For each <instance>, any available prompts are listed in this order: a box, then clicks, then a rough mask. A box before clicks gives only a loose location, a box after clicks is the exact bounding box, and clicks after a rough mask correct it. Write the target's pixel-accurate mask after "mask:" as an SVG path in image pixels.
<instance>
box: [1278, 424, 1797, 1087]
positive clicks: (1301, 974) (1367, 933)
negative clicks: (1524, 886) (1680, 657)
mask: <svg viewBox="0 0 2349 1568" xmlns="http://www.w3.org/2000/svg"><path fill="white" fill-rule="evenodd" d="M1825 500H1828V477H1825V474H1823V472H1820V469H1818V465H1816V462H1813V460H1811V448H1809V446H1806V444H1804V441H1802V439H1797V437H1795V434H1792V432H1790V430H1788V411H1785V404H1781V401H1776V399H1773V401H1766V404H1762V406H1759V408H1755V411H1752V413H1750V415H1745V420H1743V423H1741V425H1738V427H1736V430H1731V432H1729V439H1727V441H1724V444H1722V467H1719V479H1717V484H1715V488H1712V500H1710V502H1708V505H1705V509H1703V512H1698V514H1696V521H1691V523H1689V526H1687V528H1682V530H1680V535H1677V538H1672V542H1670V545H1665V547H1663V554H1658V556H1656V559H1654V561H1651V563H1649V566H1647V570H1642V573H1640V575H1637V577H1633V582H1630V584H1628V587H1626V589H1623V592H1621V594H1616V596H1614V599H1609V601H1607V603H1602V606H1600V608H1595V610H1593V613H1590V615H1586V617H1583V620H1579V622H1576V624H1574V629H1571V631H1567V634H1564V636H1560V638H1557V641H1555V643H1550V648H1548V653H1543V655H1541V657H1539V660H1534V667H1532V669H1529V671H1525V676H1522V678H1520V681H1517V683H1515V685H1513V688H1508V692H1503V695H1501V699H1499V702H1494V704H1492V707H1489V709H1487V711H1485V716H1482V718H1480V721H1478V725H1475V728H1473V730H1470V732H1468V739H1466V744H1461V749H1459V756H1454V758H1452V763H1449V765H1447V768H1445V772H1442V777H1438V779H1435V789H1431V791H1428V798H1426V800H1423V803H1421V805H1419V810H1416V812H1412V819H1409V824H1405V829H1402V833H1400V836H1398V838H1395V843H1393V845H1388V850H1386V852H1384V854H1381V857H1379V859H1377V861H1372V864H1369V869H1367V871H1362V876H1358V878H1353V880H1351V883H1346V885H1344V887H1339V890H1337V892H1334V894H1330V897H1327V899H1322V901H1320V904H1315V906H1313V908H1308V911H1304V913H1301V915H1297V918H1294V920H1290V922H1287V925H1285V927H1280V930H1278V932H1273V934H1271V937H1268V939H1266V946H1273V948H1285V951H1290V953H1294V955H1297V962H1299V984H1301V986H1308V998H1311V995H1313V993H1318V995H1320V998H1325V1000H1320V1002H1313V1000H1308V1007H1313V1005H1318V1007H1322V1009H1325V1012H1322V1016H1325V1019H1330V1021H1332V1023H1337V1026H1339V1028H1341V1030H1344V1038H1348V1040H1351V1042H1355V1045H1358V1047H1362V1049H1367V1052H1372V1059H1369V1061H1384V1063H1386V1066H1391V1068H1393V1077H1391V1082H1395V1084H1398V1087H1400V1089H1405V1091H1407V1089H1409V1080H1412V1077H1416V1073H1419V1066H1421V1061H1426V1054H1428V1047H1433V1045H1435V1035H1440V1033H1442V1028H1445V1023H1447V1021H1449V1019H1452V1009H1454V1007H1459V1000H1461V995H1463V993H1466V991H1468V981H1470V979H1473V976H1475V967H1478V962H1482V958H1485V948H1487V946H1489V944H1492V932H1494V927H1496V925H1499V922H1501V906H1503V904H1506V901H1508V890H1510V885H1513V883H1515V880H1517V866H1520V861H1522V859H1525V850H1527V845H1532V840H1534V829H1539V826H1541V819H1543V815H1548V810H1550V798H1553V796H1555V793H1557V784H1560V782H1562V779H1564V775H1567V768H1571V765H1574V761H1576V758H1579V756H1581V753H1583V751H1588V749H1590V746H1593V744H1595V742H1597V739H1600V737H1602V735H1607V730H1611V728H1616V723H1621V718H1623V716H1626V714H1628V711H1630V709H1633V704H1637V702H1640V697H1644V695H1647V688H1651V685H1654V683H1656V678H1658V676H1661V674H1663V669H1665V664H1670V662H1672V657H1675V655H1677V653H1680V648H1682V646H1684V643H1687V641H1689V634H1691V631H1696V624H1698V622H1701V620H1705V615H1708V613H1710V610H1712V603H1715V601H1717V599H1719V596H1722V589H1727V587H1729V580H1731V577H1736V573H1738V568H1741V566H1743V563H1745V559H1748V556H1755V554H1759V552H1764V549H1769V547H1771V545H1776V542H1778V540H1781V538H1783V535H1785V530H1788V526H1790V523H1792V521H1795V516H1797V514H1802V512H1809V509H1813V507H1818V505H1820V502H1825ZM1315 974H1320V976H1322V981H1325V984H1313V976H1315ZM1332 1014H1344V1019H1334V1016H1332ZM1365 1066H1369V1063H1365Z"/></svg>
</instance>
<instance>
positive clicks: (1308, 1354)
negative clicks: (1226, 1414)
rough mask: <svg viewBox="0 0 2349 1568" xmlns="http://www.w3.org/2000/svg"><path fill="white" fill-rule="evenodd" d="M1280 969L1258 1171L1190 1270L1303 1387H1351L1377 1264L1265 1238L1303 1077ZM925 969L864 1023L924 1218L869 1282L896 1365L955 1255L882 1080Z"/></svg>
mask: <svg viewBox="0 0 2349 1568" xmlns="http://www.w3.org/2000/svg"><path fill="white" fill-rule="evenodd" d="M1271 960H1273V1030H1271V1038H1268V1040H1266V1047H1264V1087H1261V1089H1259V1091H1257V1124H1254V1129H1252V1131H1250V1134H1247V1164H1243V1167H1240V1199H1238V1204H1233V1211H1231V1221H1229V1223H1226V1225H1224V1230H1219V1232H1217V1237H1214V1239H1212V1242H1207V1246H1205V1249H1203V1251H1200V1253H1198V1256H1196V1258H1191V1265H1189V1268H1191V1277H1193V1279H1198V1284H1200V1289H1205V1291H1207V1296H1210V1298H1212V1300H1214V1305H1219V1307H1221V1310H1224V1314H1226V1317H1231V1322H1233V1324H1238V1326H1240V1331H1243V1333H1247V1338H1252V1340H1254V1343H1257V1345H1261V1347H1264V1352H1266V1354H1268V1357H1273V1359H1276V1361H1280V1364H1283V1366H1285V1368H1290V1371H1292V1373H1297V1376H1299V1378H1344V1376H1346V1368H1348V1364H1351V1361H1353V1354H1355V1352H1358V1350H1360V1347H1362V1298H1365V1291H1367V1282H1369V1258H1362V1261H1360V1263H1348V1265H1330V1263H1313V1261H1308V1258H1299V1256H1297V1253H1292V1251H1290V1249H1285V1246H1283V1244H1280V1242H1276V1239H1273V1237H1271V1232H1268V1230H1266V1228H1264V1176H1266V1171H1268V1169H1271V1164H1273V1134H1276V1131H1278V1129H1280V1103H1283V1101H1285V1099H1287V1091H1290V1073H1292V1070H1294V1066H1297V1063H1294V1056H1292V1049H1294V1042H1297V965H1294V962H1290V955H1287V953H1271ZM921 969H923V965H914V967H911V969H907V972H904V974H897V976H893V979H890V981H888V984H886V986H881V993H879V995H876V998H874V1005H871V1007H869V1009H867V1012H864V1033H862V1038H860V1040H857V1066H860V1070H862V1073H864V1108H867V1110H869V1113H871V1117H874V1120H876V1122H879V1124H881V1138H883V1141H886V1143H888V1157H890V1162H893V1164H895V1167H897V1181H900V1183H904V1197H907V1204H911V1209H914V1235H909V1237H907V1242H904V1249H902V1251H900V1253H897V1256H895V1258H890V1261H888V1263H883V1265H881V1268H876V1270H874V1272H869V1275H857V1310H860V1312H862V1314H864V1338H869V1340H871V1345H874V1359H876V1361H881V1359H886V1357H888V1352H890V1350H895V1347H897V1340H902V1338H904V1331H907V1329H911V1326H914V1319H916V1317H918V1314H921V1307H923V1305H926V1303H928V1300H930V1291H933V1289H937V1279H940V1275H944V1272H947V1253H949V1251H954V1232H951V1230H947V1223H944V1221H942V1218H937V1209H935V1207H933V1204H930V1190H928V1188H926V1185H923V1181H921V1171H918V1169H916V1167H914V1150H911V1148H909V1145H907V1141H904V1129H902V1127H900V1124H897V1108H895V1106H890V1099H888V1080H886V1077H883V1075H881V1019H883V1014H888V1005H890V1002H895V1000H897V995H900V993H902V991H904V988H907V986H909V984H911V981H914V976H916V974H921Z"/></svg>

• EXERCISE: The response must contain every line from the listing above in which the string "rough" appears.

• SOLUTION:
For each <instance>, any available prompts are listed in this order: a box, then clicks, then a rough mask. A box before clicks gives only a loose location, a box after clicks is the exact bounding box, and clicks after a rough mask correct it. Write the target's pixel-accurate mask after "mask:" as an SVG path in image pixels.
rough mask: <svg viewBox="0 0 2349 1568" xmlns="http://www.w3.org/2000/svg"><path fill="white" fill-rule="evenodd" d="M1280 969L1258 1171L1190 1270L1303 1387H1351L1377 1264L1265 1238L1303 1077ZM925 969L864 1023L924 1218L869 1282L896 1365L955 1255L882 1080Z"/></svg>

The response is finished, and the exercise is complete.